▶ What you need to do:
(a) According to the article about the Ivory Coast toxic waste claim, in what month and year was the contaminated sludge dumped?
(b) From the article about the Ivory Coast toxic waste claim, transcribe the passage from "A British oil" to "in August 2006.".

A British oil trading giant has agreed to a multimillion-pound payout to settle a huge damages claim from thousands of Africans who fell ill from tonnes of toxic waste dumped illegally in one of the worst pollution incidents in decades.
Trafigura, a London-based company which bills itself as one of the world's largest oil traders, said it was in talks to reach a "global settlement" to the claim by 30,000 people from Ivory Coast, who brought Britain's largest-ever lawsuit after contaminated sludge from a tanker ship was fly-tipped under cover of darkness in August 2006.
The incident caused at least 100,000 residents from the west African country's most populous city, Abidjan, to flood into hospitals and clinics complaining of breathing difficulties and sickness. Investigations by the Ivorian authorities suggested that the deaths of at least 10 people were linked to the waste.
Trafigura struck a series of bargains on the international markets in 2005 and early 2006 to buy cheap and dirty petroleum, called coker gasoline, which the company believed could then be cleaned up at profit of £4m per cargo.Rather than send the oil to a refinery, Trafigura used the Probo Koala, a Panamanian tanker chartered by the company since 2004, as a floating processing plant while it was anchored off Gibraltar. "This is as cheap as anyone can imagine and should make serious dollars."

Source records:
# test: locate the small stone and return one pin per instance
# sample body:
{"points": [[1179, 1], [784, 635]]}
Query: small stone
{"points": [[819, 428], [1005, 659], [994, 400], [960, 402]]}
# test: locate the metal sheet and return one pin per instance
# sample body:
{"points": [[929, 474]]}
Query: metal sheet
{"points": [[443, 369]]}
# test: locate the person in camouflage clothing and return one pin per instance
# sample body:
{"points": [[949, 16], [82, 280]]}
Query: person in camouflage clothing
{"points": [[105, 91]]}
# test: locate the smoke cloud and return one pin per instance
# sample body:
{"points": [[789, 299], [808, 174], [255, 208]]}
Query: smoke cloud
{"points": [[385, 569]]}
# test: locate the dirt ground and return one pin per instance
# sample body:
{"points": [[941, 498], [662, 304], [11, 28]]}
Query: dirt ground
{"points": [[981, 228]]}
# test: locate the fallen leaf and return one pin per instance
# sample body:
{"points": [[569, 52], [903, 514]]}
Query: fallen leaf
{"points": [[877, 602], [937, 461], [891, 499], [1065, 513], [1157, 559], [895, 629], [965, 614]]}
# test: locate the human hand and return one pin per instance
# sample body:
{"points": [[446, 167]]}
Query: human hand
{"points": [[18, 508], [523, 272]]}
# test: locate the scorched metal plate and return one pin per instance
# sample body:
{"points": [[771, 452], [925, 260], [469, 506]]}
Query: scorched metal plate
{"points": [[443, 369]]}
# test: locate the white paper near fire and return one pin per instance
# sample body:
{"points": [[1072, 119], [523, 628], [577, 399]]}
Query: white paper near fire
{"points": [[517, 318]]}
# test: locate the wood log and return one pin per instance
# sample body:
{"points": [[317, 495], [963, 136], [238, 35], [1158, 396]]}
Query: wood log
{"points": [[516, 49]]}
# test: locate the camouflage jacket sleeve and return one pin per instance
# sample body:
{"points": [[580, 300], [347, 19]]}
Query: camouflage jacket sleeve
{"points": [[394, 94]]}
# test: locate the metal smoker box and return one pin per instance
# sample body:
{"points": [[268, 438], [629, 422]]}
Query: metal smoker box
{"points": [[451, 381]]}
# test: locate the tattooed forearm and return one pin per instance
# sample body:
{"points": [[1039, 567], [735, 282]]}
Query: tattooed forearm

▶ Outputs for the tasks:
(a) August 2006

(b)
A British oil trading giant has agreed to a multimillion-pound payout to settle a huge damages claim from thousands of Africans who fell ill from tonnes of toxic waste dumped illegally in one of the worst pollution incidents in decades.
Trafigura, a London-based company which bills itself as one of the world's largest oil traders, said it was in talks to reach a "global settlement" to the claim by 30,000 people from Ivory Coast, who brought Britain's largest-ever lawsuit after contaminated sludge from a tanker ship was fly-tipped under cover of darkness in August 2006.